Monday, February 23, 2009

For those that don't quite know what the deal is with me

Currently I have been running into a lot of situations where I feel I have to explain far too much about my life in too short of a time. So I'm trying to write out a press release of sorts so that I can direct friends and others to it, instead of trying to explain things on the fly.

I was thrown out of my home by my wife after feeding her information that would end the iffy situation I've been living with for more than a year. When I lost my job at Convergys right after the birth of my daughter, my wife in my opinion at least, decided I had failed her. She treated me like I had made a choice to not help our family. This was not the case, and things went down hill from there.

Our arguments got worse and worse and eventually I began losing control and flipping out. Not violently on Kat, but breaking stuff and eventually hurting myself. This lead to an eventual stay in a psyche ward for me and meeting a Dr. I liked and decided to make my personal Doctor. In speaking with him I finally opened up to admitting that I was incapable of handling everyday life due to abuse I suffered as a child, that is well known to my family memebers as well as Katherine herself.

I have been diagnosed as ADHD for years, but I found, and my sister-in-law did as well, a scientific paper that spells out how sexual and violent abuse suffered as a child, leads to the brain changing the way it forms in early childhood, and manifests in symptoms very ADHD like, but detectable on an MRI. Besides the "why don't you get a job" problems I've always had, I was diagnosed with Complex Post Traumatic Stress Disorder, General Anxiety Disorder, Panic Disorder, and various other goofy problems that have plagued me most of my life.
────────
> WORK TASK
Please copy the post between "For those that" and "on the fly.", inclusive, substituting "public statement" for "press release".

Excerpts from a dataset
────────
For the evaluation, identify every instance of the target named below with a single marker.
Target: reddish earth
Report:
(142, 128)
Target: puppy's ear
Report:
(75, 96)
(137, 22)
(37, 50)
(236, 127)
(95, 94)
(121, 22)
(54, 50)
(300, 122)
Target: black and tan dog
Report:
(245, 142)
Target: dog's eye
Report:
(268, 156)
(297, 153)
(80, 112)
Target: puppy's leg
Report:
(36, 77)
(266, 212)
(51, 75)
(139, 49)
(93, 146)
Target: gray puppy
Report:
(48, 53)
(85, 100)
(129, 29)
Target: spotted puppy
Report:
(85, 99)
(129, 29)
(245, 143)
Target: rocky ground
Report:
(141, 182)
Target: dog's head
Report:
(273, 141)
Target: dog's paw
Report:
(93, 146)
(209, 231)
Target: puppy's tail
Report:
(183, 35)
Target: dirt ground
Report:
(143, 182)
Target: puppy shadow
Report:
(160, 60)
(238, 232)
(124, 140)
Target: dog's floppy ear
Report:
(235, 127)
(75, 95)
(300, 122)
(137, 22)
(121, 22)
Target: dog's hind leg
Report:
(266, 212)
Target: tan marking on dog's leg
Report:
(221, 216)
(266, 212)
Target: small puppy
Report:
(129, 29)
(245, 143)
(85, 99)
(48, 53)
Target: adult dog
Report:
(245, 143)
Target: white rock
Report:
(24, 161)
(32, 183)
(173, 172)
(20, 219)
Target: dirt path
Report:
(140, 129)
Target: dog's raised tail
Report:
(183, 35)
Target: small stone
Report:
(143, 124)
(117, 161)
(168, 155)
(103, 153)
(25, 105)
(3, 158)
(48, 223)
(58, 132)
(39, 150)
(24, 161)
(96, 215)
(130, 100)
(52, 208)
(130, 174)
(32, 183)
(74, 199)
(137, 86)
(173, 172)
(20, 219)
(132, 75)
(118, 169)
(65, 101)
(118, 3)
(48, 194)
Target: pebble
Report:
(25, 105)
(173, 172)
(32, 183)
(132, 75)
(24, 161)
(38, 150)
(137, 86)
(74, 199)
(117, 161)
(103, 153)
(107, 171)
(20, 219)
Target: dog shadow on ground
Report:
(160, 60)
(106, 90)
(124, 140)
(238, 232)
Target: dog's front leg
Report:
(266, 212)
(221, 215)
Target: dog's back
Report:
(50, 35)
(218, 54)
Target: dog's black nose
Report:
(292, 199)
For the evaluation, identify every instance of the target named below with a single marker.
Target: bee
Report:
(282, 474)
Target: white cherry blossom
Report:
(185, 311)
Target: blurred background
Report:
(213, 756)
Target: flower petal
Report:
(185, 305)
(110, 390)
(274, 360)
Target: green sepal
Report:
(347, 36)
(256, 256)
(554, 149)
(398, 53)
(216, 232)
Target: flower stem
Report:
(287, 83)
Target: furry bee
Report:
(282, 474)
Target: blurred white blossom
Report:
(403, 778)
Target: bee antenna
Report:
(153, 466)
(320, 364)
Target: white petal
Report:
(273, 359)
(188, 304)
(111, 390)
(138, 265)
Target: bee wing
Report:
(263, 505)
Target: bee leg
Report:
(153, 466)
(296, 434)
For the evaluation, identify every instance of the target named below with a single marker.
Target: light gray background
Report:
────────
> SOLUTION TO THIS TASK
For those that don't quite know what the deal is with me

Currently I have been running into a lot of situations where I feel I have to explain far too much about my life in too short of a time. So I'm trying to write out a public statement of sorts so that I can direct friends and others to it, instead of trying to explain things on the fly.